**Tasks to carry out:**
(a) In the forum thread about upgrading a fantasy map, what budget does KD Smith give for the project?
(b) From the forum thread about upgrading a fantasy map, output the passage that begins at the words "Hey so I would" and stops after the words "my price ranges.".
(c) Write the next part of the forum thread about upgrading a fantasy map, picking up after its final post.

**Passage to read:**
# Mapping Resources > Mapmaking Requests > [Paid] Looking to Upgrade a map to a more Professional Quality

## KD Smith

Hi guys!

I was told that this was the place to go if I wanted a brilliant map made! To cut a long story short, I have a map that I've designed for a group of tabletoppers that I'd like to be remade to a more professional quality as it's going in a book of lore sometime next year. So I'm hoping to commission someone to help me get it up to a new standard, the budget I have for this project is about $360 and I don't think I could really go above that. 

More information on the map itself; it's a fantasy world map of an entire continent; which includes towns and cities, mountains and forests, rivers and small sections of other continents surrounding it. I'm looking for something with a little flair, so a cartographer that can really bring the map to life and give it a great feel!

Please feel free to reply with some examples of your work and a way to contact you, and if you have any questions as well, I'm happy to answer them!

Thanks for reading this far!
KD

----------


## Ralaris

> Hi guys!
> 
> I was told that this was the place to go if I wanted a brilliant map made! To cut a long story short, I have a map that I've designed for a group of tabletoppers that I'd like to be remade to a more professional quality as it's going in a book of lore sometime next year. So I'm hoping to commission someone to help me get it up to a new standard, the budget I have for this project is about $360 and I don't think I could really go above that. 
> 
> More information on the map itself; it's a fantasy world map of an entire continent; which includes towns and cities, mountains and forests, rivers and small sections of other continents surrounding it. I'm looking for something with a little flair, so a cartographer that can really bring the map to life and give it a great feel!
> 
> Please feel free to reply with some examples of your work and a way to contact you, and if you have any questions as well, I'm happy to answer them!
> 
> Thanks for reading this far!
> KD


Hey so I would be interested in your project. Feel free to email me at ralarismaps@gmail.com and check out my website. Hopefully my styles are to your liking and I look forward to talking more with you. Plus your budget is well within my price ranges.

**Data entries:**

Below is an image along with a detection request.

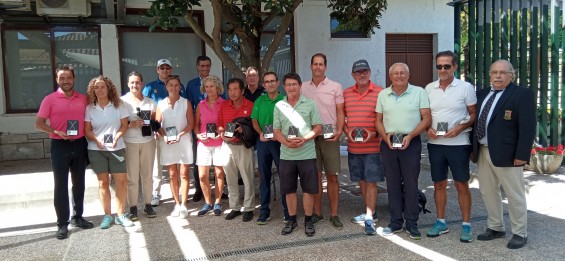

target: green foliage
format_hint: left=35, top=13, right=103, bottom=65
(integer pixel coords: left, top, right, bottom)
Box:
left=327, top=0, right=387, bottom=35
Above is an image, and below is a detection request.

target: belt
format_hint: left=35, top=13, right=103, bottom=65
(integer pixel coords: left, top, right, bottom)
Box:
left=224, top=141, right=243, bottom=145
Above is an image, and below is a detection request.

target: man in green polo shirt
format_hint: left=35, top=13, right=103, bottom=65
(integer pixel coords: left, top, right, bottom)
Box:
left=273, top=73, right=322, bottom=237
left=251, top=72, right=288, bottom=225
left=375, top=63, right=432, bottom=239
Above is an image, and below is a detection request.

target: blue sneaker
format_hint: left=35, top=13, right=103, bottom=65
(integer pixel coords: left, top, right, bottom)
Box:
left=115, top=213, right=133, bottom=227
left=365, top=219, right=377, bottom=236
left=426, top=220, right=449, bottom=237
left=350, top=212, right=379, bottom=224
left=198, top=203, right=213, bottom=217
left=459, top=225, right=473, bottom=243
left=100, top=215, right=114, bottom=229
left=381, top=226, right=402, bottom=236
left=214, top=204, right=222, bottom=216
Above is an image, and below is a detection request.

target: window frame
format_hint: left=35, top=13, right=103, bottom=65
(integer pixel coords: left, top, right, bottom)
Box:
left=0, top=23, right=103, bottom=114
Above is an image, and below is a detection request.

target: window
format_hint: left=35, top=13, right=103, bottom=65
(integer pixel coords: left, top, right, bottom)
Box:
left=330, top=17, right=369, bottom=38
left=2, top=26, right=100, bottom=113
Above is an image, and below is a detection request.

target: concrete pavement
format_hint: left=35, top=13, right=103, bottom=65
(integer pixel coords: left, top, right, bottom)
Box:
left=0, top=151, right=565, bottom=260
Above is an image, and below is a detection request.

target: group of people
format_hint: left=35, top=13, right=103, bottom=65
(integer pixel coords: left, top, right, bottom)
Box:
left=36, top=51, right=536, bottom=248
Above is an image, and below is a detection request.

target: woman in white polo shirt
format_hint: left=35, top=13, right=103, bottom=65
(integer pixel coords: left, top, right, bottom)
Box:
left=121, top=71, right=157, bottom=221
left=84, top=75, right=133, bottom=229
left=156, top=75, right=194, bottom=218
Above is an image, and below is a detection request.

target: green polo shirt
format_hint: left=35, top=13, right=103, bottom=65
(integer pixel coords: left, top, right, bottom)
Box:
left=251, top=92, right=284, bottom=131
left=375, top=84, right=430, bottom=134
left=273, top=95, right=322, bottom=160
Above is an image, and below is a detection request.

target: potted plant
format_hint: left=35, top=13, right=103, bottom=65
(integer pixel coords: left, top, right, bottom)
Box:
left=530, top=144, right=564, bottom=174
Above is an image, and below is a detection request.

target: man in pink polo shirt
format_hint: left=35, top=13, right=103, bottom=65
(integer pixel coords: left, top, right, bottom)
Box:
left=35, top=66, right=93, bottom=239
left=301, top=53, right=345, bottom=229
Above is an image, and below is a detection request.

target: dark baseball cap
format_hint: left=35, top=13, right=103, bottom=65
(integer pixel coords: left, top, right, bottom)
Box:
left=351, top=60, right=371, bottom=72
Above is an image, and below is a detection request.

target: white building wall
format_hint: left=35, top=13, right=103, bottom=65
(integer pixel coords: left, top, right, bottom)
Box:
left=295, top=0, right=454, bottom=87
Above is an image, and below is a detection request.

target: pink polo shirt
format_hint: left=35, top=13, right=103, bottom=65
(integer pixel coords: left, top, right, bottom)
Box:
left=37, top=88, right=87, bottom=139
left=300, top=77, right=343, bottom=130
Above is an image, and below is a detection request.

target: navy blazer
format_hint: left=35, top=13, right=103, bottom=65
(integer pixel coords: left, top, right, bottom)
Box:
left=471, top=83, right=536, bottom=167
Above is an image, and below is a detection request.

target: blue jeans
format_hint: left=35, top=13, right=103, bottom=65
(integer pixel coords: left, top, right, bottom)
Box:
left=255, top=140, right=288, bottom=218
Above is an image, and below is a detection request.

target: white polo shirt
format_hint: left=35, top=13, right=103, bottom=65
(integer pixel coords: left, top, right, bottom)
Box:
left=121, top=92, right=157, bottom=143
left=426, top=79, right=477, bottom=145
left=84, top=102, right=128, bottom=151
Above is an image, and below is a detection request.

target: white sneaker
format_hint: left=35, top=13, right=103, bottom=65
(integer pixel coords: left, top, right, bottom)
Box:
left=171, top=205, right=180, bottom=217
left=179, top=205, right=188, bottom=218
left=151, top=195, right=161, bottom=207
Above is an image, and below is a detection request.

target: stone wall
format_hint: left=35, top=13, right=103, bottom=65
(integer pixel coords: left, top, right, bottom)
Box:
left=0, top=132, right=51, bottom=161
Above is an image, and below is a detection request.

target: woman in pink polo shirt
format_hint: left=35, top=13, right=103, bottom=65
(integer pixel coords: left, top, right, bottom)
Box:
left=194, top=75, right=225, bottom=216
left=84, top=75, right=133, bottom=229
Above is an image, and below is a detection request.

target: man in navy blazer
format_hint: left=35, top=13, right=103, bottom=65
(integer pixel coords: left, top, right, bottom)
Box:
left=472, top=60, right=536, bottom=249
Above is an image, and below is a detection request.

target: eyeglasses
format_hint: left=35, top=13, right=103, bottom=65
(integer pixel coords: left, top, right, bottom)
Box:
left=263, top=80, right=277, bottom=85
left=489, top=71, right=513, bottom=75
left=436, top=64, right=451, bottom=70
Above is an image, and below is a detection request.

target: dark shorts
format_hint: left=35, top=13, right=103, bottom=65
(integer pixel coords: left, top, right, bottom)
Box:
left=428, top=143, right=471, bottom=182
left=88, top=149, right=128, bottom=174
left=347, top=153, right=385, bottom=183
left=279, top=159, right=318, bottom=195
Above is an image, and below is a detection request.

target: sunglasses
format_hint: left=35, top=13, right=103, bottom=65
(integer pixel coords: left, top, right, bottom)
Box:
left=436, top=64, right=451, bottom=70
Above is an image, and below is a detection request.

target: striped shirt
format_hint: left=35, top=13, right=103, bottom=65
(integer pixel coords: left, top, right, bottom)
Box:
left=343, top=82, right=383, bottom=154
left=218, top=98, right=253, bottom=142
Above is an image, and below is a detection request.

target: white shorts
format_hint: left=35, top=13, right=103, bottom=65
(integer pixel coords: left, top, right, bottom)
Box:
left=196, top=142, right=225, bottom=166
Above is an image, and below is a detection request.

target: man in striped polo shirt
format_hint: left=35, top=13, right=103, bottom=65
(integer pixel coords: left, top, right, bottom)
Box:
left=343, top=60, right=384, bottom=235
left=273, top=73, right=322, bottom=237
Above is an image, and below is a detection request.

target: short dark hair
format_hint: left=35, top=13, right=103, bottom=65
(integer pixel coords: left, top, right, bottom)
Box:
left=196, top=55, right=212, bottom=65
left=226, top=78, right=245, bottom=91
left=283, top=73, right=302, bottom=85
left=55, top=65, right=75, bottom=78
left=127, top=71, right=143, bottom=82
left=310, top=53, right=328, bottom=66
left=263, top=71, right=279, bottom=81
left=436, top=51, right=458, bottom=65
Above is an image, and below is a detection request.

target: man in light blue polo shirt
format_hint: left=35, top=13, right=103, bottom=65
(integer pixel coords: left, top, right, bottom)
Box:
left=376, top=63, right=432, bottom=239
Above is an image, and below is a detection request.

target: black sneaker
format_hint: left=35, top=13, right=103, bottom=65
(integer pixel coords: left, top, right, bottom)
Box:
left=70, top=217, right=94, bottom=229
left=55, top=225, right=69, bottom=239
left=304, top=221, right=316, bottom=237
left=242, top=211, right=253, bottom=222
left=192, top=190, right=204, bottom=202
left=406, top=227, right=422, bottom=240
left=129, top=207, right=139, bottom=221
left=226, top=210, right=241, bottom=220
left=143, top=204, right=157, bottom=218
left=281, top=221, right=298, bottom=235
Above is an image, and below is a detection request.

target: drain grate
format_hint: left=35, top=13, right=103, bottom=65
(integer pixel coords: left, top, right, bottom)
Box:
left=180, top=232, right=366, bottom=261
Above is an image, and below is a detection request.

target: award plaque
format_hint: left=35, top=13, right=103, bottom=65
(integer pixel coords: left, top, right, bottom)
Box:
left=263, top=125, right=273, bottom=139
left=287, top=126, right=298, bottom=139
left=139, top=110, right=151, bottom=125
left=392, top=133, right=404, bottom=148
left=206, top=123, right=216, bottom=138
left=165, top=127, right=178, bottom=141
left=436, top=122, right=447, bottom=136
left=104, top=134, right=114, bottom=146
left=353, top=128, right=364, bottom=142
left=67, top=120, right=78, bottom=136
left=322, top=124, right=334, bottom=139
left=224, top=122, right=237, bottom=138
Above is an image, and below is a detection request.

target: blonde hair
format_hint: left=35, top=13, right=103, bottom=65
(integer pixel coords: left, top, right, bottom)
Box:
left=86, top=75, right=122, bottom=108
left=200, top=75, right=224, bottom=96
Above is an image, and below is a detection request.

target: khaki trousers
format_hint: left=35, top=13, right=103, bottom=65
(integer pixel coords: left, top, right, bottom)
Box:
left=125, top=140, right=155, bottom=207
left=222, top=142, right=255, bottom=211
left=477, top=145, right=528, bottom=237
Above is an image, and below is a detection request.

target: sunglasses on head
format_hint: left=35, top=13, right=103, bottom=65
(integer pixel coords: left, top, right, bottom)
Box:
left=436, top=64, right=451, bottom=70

==

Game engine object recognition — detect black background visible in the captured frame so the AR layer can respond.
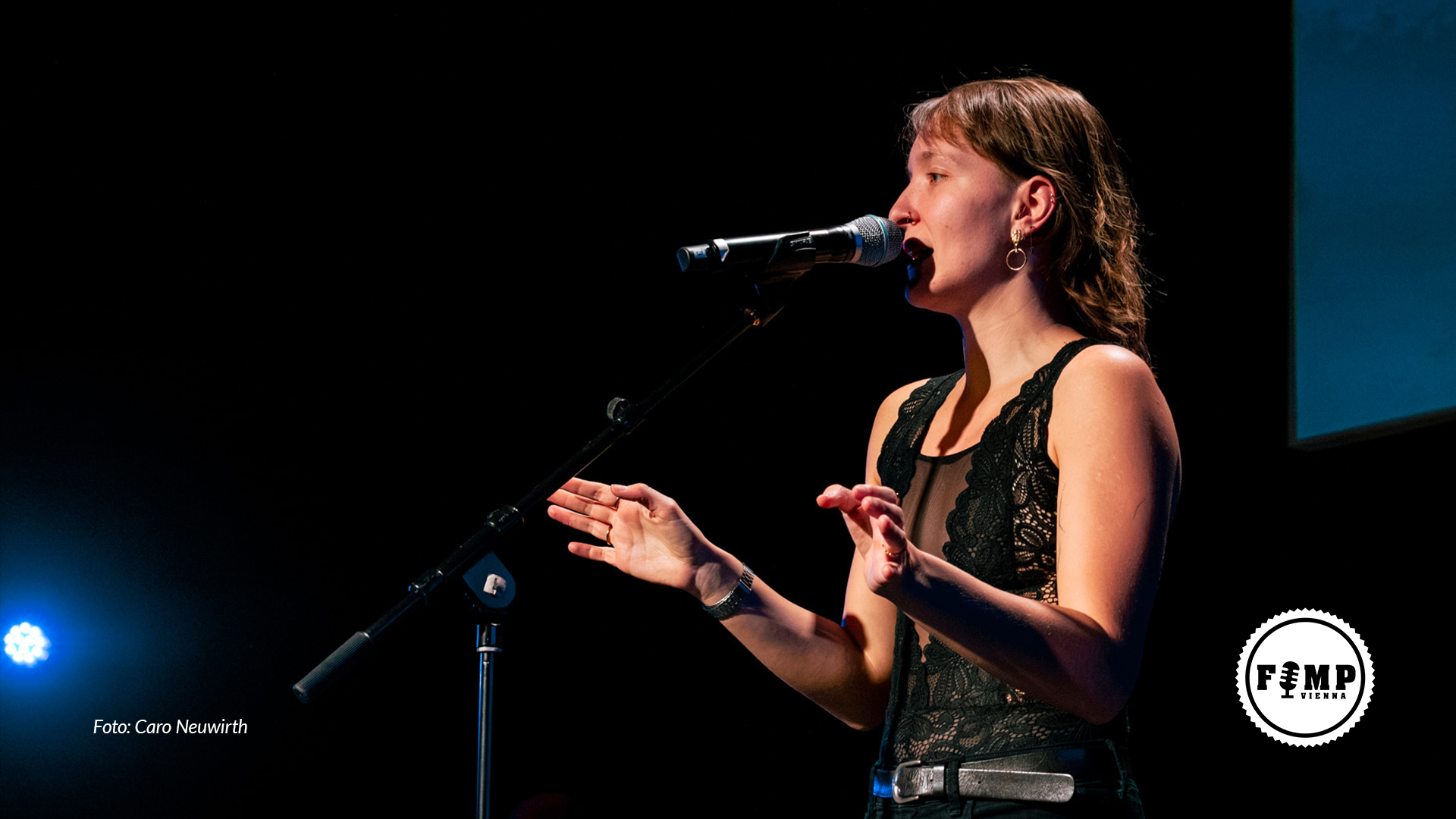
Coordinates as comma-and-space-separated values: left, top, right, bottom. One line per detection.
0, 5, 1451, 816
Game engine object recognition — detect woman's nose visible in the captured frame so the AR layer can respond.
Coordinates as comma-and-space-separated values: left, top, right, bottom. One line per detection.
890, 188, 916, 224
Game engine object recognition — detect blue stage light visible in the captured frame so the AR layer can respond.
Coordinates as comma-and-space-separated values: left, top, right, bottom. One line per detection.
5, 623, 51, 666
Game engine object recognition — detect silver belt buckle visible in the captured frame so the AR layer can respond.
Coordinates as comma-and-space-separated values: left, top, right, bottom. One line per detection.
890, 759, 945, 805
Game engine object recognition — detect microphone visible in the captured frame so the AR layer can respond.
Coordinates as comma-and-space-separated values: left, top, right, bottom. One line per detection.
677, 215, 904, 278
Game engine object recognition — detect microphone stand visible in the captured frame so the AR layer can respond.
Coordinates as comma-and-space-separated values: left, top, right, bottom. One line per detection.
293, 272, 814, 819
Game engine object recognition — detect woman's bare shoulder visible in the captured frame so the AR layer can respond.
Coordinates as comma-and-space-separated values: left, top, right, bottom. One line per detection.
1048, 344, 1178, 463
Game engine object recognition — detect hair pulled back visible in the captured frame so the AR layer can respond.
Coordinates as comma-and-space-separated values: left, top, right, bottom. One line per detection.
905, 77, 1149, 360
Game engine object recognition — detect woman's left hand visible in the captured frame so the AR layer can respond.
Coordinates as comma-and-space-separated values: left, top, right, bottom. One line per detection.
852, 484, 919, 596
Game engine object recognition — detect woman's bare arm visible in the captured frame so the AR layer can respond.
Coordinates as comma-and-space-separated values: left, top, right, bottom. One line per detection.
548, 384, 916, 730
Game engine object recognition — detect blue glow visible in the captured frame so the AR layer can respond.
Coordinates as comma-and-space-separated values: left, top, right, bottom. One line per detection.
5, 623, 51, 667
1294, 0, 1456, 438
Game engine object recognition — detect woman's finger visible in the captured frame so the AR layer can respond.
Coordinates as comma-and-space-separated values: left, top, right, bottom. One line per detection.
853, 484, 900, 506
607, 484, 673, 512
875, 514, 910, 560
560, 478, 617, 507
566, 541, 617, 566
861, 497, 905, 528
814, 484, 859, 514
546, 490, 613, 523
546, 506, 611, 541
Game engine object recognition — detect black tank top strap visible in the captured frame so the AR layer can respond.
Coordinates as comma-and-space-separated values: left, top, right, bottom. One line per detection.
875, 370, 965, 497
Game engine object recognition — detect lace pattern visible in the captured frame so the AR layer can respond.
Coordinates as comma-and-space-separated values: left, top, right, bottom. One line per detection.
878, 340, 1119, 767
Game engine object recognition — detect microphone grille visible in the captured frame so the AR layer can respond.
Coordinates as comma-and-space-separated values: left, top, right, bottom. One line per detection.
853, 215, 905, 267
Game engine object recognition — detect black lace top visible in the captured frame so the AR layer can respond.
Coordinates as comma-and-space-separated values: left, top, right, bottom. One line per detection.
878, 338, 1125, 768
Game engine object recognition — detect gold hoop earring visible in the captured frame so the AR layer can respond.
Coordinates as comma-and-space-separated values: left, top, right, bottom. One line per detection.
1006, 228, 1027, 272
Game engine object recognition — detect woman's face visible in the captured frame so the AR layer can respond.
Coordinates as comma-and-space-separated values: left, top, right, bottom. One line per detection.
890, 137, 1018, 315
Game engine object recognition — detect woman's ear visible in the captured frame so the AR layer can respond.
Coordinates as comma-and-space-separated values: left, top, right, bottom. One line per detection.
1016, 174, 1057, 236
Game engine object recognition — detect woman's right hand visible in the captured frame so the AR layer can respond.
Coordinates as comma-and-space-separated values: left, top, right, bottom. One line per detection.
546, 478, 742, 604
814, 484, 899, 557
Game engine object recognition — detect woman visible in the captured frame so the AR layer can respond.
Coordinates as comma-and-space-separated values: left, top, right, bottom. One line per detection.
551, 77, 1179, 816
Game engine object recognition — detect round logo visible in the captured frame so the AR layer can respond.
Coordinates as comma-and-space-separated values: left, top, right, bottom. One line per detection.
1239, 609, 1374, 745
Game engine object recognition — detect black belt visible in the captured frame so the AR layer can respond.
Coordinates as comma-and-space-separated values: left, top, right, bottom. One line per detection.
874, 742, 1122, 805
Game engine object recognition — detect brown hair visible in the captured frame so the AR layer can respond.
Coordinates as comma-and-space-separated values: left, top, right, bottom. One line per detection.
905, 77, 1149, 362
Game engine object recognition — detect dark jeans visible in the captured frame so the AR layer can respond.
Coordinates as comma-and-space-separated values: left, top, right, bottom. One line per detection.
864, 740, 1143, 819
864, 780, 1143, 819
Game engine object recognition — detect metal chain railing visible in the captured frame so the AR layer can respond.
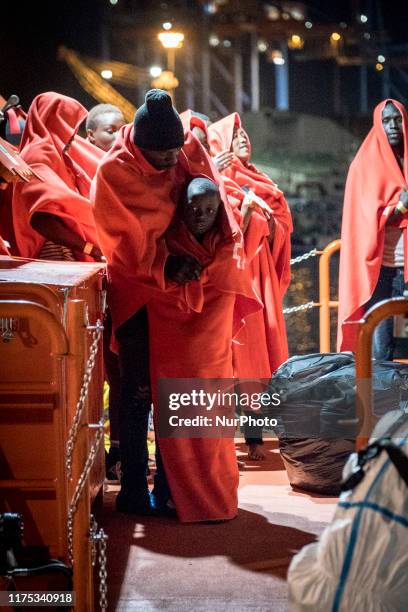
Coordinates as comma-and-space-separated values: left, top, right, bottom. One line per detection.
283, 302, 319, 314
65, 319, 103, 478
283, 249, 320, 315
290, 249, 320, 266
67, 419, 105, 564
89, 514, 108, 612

**Answers in order:**
(a) About $360.

(b)
Hey so I would be interested in your project. Feel free to email me at ralarismaps@gmail.com and check out my website. Hopefully my styles are to your liking and I look forward to talking more with you. Plus your budget is well within my price ranges.

(c)
https://ralaris.wixsite.com/ralarismaps

----------


## KD Smith

> Hey so I would be interested in your project. Feel free to email me at ralarismaps@gmail.com and check out my website. Hopefully my styles are to your liking and I look forward to talking more with you. Plus your budget is well within my price ranges.
> 
> https://ralarismaps.wixsite.com/ralarismaps


Hi Ralaris! Thanks for replying to the post, but unfortunately whenever I click on your website it doesn't lead anywhere? It just say 'Page not Found'?

----------


## ThomasR

Hi KD, 

I'd be interested in hearing more about your project. If you fancy, you can check my work here and email me at thomrey@hotmail.com

The main info people would need to give you a quote on the job are :
1- Size
2- Style
3- B&W or color (if can be told in style)
4- Type of commercial rights needed
5- Deadline

Cheers !

Thomas

----------


## KD Smith

> Hi KD, 
> 
> I'd be interested in hearing more about your project. If you fancy, you can check my work here and email me at thomrey@hotmail.com
> 
> The main info people would need to give you a quote on the job are :
> 1- Size
> 2- Style
> 3- B&W or color (if can be told in style)
> 4- Type of commercial rights needed
> ...


Hi Thomas, thanks for replying - sorry about not including that info, this is the first map I've ever commissioned and there's a bit of a learning curve. The answers to your bullet list is below:

1- I need a large resolution as there are quite a few small details on the map - this will mostly be used online, so I'll say it should fit comfortably on an A2 piece of paper - if anyone wants to give me more information about sizes I'd be happy to hear it!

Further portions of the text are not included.